## [PASSAGE TO READ]

Iain Banks dies before cancer theme novel hits shelves
Iain Banks, the bestselling author of The Wasp Factory and The Crow Road, died of cancer on Sunday, days short of fulfilling a wish to see the publication of his last novel, which explores the trauma of suffering from the disease.
The 59-year-old novelist had written candidly on his website about his condition in April, shortly after discovering the “grisly truth” that he was dying of gall bladder cancer and had only months to live.
He brought forward the publication date of his latest book — The Quarry — to June 20 in the hope that he would see it on the shelves before he succumbed to his illness.
However, he died in the early hours of Sunday, prompting an outpouring of grief from fellow writers and friends.
Writing on a website dedicated to tributes to Banks, his wife, Adele, said his death was “calm and without pain”.
Ken McLeod, a fellow sci-fi author, told The Daily Telegraph: “Iain was a wonderful friend, and I shall miss him terribly. Staunch, generous, humane and loyal, with a great love of life, he was, as has been said, two of our best writers.
“In his literary fiction and in his science fiction, he explored both the dark and the light, the intimate and the impersonal, and he leaves us with a lot to be grateful for.”

## [DATA SUPPLIED]
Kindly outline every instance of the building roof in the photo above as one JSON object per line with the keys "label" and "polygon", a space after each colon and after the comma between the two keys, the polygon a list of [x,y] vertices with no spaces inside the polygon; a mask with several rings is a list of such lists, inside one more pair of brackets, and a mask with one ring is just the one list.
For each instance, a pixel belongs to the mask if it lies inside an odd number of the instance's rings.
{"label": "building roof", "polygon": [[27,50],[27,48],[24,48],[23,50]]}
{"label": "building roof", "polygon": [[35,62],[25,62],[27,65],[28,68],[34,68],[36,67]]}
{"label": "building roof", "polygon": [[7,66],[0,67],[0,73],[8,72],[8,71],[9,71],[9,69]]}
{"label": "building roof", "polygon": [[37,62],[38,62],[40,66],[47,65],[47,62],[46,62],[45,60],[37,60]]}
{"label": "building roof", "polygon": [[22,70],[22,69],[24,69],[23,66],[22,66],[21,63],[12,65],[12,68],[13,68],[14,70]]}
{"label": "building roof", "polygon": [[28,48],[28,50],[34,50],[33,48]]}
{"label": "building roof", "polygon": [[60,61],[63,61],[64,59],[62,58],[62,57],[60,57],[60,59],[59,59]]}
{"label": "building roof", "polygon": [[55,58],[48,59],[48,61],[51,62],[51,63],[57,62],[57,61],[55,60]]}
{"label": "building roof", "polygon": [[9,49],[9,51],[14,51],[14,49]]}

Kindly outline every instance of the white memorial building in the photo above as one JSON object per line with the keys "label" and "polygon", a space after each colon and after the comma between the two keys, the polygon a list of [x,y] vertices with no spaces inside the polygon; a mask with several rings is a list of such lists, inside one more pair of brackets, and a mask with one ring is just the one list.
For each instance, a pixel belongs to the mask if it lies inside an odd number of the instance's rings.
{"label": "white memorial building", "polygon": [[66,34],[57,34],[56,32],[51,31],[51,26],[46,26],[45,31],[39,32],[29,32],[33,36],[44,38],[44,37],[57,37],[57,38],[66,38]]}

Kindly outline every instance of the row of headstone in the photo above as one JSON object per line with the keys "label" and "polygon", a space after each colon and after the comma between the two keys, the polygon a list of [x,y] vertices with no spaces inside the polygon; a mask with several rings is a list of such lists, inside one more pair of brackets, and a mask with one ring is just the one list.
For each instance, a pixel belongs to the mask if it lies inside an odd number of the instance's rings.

## [EXERCISE DETAILS]
Quote the article about Iain Banks's death word for word, from "Iain Banks dies" to "from the disease.".

## [ANSWER TO THIS EXERCISE]
Iain Banks dies before cancer theme novel hits shelves
Iain Banks, the bestselling author of The Wasp Factory and The Crow Road, died of cancer on Sunday, days short of fulfilling a wish to see the publication of his last novel, which explores the trauma of suffering from the disease.